- [Exercise objective]: With the images left out, print every entry that follows exactly.

Stored entries:
++++++++++

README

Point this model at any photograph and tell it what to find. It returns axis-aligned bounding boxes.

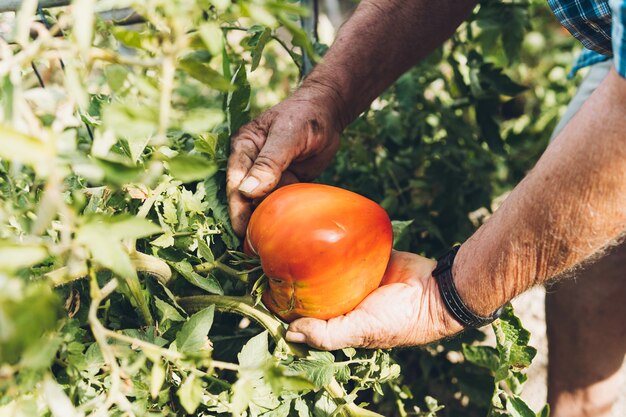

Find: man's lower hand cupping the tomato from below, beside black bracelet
[287,251,463,350]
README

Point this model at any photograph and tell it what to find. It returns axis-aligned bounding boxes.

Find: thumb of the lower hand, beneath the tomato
[286,310,366,350]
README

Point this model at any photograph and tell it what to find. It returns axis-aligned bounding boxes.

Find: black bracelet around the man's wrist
[433,246,504,327]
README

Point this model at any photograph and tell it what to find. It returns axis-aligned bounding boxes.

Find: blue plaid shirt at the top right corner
[548,0,626,78]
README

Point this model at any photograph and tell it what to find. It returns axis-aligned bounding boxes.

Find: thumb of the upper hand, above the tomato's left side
[239,143,293,198]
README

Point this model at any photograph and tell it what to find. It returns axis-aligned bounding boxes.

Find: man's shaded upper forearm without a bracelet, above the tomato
[303,0,476,130]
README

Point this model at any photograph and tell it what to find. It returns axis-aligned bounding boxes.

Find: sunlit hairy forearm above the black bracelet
[453,71,626,315]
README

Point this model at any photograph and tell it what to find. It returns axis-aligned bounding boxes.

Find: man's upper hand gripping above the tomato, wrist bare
[226,88,340,236]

++++++++++

- [Solution to this problem]:
README

Point this model at any photograph and tell it what to find. It returns axis-aligned bounding boxes.


Find: man's lower hand cupping the tomato from below, beside black bracelet
[287,251,463,350]
README

Point this model at any photograph and tell it what to find. It returns axis-aligned bounding boxes.

Find: thumb of the lower hand, beneath the tomato
[286,310,366,350]
README

Point this model at any photograph and tell it what to find. It returns axis-aligned bounding boxes.

Find: black bracelet around the man's wrist
[433,246,504,327]
README

Point this model at any photograph and tell it what to find. It returns axis-aligned bounding boxes.

Find: blue plaid shirt at the top right corner
[548,0,626,78]
README

Point this model at any photograph and tell it what to find. It returns axis-aligned bounding boxes.

Find: thumb of the upper hand, above the tomato's left side
[239,143,293,198]
README

Point this model at any photograph and tell it what to find. It returns axis-aligned bounding boxes.

Find: man's shaded upper forearm without a bracelet, above the tomato
[303,0,476,130]
README

Point this model at any photograph and tell it what to find. It returns axis-aligned bounding boxes.

Find: sunlit hairy forearm above the black bracelet
[453,71,626,315]
README

Point this model at any photograph and tell it what to find. It returns axis-aligned bounding boxes.

Find: man's upper hand gripping above the tomato, wrist bare
[226,88,340,236]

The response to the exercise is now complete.